Текст задания A -> Выведите дословно фрагмент текста документа, начиная с «Сейчас объявили нейтралитет, а» и заканчивая «давайте их разоружим!».

Текст документа ->

□ □ □ □ □

Сергей
Солоух — писатель. Родился в 1959 году в
Ленинске-Кузнецком. Окончил Кузбасский
политехнический институт. Автор
нескольких книг прозы, а также книги
«Похождения бравого солдата Швейка.
Комментарии к русскому переводу романа
Ярослава Гашека» (М., 2015). Печатался в
журналах «Новый мир», «Знамя» и других
периодических изданиях. Живет в г.
Кемерово.
Сергей
Солоух
*
ЧУЖИЕ
СЛОВА
На
исходе весны тысяча девятьсот
восемнадцатого года одно из немногих,
если не единственное в то время
боеспособное подразделение бывшей
русской армии, сорокатысячный чехословацкий
корпус, передислоцировалось из
замирившейся с немцами большевистской
России в воюющую покуда Францию. Через
Владивосток. Десятки медленно, один за
одним двигавшихся на восток воинских
эшелонов растянулись по всему Транссибу
от Волги до Приморья. Едут, едут, глаза
мозолят, мысли занимают ответственных
и не очень работников тысячи и тысячи
опытных, сплоченных и, главное, вооруженных
людей. И день за днем, и день за днем... В
конце концов это глаза мозолящее нечто,
взрывоопасное, неподконтрольное и
тягомотное, начинает всерьез пугать и
раздражать. В первую очередь, конечно,
немцев. Свежее, боевое пополнение, да
еще такое, на Западном фронте радости
германскому генштабу не обещает. Граф
Мирбах на чай и шахматы зовет наркома
Чичерина. В свою очередь и большевиков,
наркомов по внутренним делам, навроде
Сталина и Троцкого, порядком нервирует
такая масса чужих людей в форме и под
ружьем на своей собственной территории,
да еще и под командованием царских
офицеров. Русских, за очень небольшим,
но, впрочем, весьма значимым исключением.
Сейчас объявили нейтралитет, а завтра
ну, кто их, чертей, знает. В общем, лезут,
лезут в голову мысли, разные мысли.
Нехорошие мысли. И, чтобы не пугали,
является совсем простая, но очень
самонадеянная: а давайте их разоружим!
На мелкие, нестрашные бригады распатроним
и отправим не во Владивосток, а под
конвоем на местные сельхозработы,
скажем, а тех, что потолковей, в ремесленные
мастерские. Нет корпуса — и нет проблемы.
И начинают летать
телеграммы из центра на периферию, в
Пензу и в Красноярск. Но вот беда, доходят
не только до адресатов, но и до супостатов.

□ □ □ □ □

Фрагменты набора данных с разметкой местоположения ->
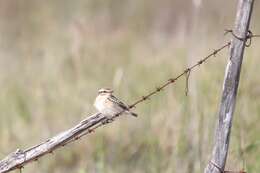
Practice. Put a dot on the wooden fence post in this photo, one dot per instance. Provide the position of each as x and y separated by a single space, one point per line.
229 93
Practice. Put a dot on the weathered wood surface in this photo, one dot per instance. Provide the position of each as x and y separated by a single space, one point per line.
19 158
230 87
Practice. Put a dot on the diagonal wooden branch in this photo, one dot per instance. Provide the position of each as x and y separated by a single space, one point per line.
19 158
231 81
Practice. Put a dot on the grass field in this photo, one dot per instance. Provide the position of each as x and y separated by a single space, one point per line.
55 55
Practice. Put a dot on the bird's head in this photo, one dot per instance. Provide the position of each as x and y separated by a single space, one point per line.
105 91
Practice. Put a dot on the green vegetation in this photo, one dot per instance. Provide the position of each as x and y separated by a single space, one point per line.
55 55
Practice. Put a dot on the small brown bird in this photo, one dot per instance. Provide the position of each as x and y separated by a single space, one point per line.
107 104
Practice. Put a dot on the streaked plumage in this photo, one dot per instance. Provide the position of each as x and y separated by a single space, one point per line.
107 104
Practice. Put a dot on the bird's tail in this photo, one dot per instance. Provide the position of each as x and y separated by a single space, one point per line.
132 113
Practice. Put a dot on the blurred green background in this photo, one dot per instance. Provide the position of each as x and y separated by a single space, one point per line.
55 55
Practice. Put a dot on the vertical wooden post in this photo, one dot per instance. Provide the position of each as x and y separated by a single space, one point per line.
231 81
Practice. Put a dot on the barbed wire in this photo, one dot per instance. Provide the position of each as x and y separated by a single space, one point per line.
186 72
104 120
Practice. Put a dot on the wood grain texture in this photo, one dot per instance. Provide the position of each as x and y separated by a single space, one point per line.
229 93
19 158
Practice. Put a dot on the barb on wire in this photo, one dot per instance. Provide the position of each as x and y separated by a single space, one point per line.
87 126
247 39
225 171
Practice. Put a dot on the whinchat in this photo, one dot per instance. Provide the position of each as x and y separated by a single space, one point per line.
107 104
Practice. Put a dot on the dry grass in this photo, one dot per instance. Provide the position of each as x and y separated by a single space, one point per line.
55 55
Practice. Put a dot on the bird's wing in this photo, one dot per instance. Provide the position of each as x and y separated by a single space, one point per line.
118 102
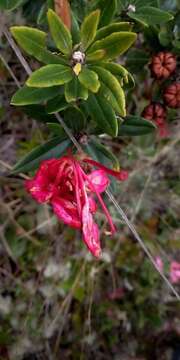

□ □ □ □ □

Текст задания B -> Подсчитайте, сколько строк в предоставленных данных содержат слово «wooden», и укажите только число.

Полный ответ A ->
Сейчас объявили нейтралитет, а завтра
ну, кто их, чертей, знает. В общем, лезут,
лезут в голову мысли, разные мысли.
Нехорошие мысли. И, чтобы не пугали,
является совсем простая, но очень
самонадеянная: а давайте их разоружим!

Полный ответ B -> 3